Deux matchs pour revoir la « vraie » équipe canadienne de soccer

L'équipe canadienne de Bev Priestman n'a plus joué depuis son élimination à la Coupe du monde.
Photo : afp via getty images / WILLIAM WEST
KINGSTON, Jamaïque — Depuis 52 jours, l’image qu’évoque une mention de l’équipe féminine canadienne de soccer est celle d’une équipe vaincue. Un groupe d’athlètes de haut niveau engouffré par une marée verte et dorée qui fête, au son d’artistes locaux émergents du nom de Sia et d'AC/DC, une victoire d’une ampleur inespérée.
Mais depuis ce catastrophique 4-0 contre l’Australie qui a mis fin à leur Coupe du monde, les Canadiennes ont eu le temps de faire le vide dans leur tête. Le début d’une nouvelle saison, pour celles qui sont établies en Europe, ou encore la dernière ligne droite de la campagne en Amérique du Nord donnent l’occasion de passer rapidement à autre chose.
Vendredi, au stade national de la Jamaïque, les Rouges ont la chance de se retrouver. Elles l’ont fait, au sens propre, il y a quelques jours déjà. C’était en Floride, où elles ont tenu leurs séances d’entraînement jusqu’à la dernière, celle de jeudi matin, avant de s’envoler pour Kingston.
......
» **Consignes**
1. Extrayez de l'article sur l'équipe canadienne de soccer le passage qui va de « Deux matchs pour » jusqu'à « à autre chose. » inclus.
2. Relevez dans l'article sur l'équipe canadienne de soccer tous les noms de villes, de pays, d'États et de continents, chacun une seule fois.
......
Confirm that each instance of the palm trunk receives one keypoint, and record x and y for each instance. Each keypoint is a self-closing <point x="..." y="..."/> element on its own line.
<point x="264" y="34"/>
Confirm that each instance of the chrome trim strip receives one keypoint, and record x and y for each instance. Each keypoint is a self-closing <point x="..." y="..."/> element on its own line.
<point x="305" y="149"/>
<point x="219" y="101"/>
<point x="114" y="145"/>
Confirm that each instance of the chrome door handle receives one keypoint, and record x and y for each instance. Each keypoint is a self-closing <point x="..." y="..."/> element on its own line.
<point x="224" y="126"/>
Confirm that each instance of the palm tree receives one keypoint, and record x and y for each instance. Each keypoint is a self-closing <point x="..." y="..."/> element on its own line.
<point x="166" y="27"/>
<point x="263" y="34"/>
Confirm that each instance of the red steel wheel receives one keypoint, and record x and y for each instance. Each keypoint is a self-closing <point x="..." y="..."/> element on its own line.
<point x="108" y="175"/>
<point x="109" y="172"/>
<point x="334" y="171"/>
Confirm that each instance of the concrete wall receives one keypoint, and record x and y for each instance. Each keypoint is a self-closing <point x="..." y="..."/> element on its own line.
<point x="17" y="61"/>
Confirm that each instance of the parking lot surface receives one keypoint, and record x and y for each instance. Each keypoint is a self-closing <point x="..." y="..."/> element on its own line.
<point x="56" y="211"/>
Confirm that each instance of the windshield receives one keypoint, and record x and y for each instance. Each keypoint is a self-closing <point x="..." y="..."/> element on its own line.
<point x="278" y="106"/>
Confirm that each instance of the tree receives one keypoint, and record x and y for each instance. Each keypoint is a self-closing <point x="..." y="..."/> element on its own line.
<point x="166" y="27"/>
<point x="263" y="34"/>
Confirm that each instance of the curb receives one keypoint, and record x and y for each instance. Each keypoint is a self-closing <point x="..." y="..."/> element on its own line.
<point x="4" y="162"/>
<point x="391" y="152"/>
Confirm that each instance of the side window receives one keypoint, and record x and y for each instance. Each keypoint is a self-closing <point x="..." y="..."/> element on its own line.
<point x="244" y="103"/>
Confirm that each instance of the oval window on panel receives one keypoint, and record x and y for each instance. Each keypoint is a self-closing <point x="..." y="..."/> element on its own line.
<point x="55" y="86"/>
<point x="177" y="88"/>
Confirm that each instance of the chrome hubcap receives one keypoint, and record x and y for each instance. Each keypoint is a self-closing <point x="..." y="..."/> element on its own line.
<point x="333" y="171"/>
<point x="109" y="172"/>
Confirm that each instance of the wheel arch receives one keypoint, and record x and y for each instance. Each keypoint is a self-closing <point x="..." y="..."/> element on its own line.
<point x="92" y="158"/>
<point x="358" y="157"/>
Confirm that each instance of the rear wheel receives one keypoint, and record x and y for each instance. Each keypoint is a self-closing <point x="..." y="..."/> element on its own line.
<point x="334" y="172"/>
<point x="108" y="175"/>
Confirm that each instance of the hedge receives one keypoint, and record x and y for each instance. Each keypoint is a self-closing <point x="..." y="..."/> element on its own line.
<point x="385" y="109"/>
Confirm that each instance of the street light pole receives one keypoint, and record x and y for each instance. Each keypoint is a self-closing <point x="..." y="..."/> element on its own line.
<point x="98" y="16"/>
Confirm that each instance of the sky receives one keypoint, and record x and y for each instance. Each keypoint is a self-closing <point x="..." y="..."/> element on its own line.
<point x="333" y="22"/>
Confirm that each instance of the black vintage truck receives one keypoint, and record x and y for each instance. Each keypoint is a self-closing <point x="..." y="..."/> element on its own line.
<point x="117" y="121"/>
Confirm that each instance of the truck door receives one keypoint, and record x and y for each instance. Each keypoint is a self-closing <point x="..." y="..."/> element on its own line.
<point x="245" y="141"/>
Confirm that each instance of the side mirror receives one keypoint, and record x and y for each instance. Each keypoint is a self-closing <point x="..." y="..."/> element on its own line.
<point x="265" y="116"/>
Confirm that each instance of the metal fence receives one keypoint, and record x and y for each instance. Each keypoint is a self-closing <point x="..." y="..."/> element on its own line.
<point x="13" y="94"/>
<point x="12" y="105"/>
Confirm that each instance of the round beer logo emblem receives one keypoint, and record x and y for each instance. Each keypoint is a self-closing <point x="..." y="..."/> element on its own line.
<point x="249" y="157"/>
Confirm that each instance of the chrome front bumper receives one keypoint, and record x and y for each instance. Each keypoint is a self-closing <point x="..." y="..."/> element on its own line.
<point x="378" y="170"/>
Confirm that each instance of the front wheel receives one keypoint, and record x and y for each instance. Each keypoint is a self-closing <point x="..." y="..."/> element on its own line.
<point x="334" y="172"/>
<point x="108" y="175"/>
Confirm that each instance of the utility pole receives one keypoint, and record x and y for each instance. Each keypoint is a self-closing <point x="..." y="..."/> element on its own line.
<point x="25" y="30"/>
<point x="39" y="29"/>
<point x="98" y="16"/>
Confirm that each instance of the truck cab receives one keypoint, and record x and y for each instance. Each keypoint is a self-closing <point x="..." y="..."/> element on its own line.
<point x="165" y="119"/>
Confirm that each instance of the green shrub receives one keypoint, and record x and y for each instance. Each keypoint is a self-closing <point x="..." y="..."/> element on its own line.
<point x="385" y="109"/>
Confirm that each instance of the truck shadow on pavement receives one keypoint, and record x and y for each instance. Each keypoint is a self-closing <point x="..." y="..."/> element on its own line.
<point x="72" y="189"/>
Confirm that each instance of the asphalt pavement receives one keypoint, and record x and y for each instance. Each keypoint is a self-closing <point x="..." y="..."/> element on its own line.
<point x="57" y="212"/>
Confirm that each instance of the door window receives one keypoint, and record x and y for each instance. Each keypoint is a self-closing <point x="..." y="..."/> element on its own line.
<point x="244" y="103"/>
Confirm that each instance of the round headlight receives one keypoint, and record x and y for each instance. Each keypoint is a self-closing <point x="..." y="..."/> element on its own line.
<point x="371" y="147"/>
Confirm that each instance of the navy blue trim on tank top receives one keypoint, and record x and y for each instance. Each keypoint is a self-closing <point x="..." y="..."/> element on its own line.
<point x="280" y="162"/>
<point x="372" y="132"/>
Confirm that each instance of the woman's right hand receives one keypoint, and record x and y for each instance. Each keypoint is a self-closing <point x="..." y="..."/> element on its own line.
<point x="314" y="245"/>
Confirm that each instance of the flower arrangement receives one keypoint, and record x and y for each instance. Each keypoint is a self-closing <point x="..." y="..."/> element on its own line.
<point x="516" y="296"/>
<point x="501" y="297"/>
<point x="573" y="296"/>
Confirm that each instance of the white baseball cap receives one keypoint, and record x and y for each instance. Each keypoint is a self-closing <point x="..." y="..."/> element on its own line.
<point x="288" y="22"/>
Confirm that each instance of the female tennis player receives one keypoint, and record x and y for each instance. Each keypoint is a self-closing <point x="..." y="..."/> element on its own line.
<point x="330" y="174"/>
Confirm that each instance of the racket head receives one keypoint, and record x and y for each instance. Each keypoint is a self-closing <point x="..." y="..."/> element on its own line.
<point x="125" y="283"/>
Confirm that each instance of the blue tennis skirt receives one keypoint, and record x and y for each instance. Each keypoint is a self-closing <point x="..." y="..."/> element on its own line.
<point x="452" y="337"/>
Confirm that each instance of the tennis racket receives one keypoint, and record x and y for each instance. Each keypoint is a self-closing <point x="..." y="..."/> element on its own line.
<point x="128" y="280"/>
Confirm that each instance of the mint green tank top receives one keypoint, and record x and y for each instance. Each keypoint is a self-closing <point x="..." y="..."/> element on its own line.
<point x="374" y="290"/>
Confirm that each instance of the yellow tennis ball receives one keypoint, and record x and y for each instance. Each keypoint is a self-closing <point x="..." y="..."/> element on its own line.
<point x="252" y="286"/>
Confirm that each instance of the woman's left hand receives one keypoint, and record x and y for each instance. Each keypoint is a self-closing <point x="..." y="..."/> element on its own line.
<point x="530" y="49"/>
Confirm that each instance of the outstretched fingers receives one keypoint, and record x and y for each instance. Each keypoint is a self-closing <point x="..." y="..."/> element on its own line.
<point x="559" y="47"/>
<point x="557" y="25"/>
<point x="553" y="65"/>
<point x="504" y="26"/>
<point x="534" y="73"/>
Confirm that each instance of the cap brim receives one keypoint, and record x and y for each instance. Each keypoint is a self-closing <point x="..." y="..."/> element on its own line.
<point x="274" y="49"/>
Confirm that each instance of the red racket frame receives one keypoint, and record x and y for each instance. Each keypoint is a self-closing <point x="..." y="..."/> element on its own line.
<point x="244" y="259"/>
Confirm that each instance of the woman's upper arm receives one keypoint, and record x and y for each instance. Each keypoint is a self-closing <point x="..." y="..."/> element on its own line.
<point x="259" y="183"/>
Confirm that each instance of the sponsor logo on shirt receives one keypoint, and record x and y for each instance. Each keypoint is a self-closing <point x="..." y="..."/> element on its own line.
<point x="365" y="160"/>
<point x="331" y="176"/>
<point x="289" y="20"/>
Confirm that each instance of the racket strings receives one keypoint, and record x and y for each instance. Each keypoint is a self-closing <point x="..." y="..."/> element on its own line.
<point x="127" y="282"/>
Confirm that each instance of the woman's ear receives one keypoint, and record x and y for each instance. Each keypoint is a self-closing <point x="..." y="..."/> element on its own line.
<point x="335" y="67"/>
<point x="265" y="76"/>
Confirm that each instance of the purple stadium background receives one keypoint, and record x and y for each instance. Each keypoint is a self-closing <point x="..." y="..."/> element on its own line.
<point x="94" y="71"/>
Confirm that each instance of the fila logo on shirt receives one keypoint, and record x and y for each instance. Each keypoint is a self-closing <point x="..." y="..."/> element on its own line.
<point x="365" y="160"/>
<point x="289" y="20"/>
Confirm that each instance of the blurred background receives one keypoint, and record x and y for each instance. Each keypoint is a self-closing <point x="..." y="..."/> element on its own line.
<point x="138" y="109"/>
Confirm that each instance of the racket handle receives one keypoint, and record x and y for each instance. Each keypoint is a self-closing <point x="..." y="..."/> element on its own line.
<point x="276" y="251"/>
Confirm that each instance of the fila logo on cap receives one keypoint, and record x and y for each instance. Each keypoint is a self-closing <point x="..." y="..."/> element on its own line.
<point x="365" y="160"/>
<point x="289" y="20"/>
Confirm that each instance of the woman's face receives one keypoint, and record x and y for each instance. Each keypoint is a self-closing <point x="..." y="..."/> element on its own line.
......
» **Réponses**
1.
Deux matchs pour revoir la « vraie » équipe canadienne de soccer

L'équipe canadienne de Bev Priestman n'a plus joué depuis son élimination à la Coupe du monde.
Photo : afp via getty images / WILLIAM WEST
KINGSTON, Jamaïque — Depuis 52 jours, l’image qu’évoque une mention de l’équipe féminine canadienne de soccer est celle d’une équipe vaincue. Un groupe d’athlètes de haut niveau engouffré par une marée verte et dorée qui fête, au son d’artistes locaux émergents du nom de Sia et d'AC/DC, une victoire d’une ampleur inespérée.
Mais depuis ce catastrophique 4-0 contre l’Australie qui a mis fin à leur Coupe du monde, les Canadiennes ont eu le temps de faire le vide dans leur tête. Le début d’une nouvelle saison, pour celles qui sont établies en Europe, ou encore la dernière ligne droite de la campagne en Amérique du Nord donnent l’occasion de passer rapidement à autre chose.

2. Kingston, Jamaïque, Australie, Europe, Amérique du Nord, Floride